> _Aim_
Retype the whole listing below, character for character.

☆ ☆ ☆

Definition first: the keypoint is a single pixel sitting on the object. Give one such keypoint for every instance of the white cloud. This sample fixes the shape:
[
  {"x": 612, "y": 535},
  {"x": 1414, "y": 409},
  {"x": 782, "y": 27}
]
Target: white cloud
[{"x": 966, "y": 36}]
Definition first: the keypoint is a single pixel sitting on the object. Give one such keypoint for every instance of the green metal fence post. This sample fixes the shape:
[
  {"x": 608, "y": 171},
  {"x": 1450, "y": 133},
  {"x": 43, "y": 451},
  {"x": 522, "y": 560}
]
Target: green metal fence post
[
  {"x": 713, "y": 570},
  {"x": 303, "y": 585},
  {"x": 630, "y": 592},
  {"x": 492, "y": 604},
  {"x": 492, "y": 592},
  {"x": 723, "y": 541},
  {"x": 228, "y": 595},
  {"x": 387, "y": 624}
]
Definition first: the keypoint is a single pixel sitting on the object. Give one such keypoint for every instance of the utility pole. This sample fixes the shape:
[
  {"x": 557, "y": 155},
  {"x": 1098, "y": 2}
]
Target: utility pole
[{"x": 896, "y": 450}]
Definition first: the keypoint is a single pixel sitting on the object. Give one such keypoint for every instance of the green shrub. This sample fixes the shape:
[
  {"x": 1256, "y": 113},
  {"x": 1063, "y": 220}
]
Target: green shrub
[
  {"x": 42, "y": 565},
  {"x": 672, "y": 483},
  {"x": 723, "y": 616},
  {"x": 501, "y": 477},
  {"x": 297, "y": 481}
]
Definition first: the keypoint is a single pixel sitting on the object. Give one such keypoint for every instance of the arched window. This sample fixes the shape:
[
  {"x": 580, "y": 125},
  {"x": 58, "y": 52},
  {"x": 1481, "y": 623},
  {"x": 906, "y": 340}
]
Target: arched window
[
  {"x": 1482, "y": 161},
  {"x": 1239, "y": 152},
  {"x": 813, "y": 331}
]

☆ ☆ ☆

> _Answer to the problem_
Definition first: the keypoint is a single pixel sitting on the object. Give one such keypoint for every instance of the white cloud. This sample fixes the shape:
[
  {"x": 612, "y": 535},
  {"x": 1414, "y": 409},
  {"x": 782, "y": 27}
]
Target: white cloud
[{"x": 966, "y": 36}]
Definition first: the keypoint is a single pixel sitting on the object. Give one such keypoint for every instance of the green metal fence post. This sample fixes the shape:
[
  {"x": 608, "y": 171},
  {"x": 1450, "y": 133},
  {"x": 43, "y": 451},
  {"x": 522, "y": 560}
]
Target: green metal fence post
[
  {"x": 713, "y": 570},
  {"x": 303, "y": 585},
  {"x": 630, "y": 592},
  {"x": 492, "y": 604},
  {"x": 492, "y": 592},
  {"x": 723, "y": 541},
  {"x": 228, "y": 595},
  {"x": 387, "y": 624}
]
Definition first: the keypoint is a single pixel sitting on the object. Give one such keypoint for every instance of the utility pole. This sample fixes the shape:
[
  {"x": 557, "y": 155},
  {"x": 1098, "y": 2}
]
Target: utility pole
[{"x": 896, "y": 450}]
Definition first: the keypoint is a single pixel sitting on the object. Give one such keypoint for every instance of the green shrub. This sample fixes the shape:
[
  {"x": 1256, "y": 113},
  {"x": 1063, "y": 220}
]
Target: green shrub
[
  {"x": 42, "y": 565},
  {"x": 672, "y": 483},
  {"x": 723, "y": 616},
  {"x": 501, "y": 477},
  {"x": 297, "y": 481}
]
Definition first: the keypoint is a single pixel sitting on the object. Give one such keypoint for every instance of the arched window. This sample fixes the shape:
[
  {"x": 580, "y": 125},
  {"x": 58, "y": 52},
  {"x": 1481, "y": 623},
  {"x": 906, "y": 340}
]
Target: arched window
[
  {"x": 1482, "y": 161},
  {"x": 1239, "y": 152},
  {"x": 813, "y": 331}
]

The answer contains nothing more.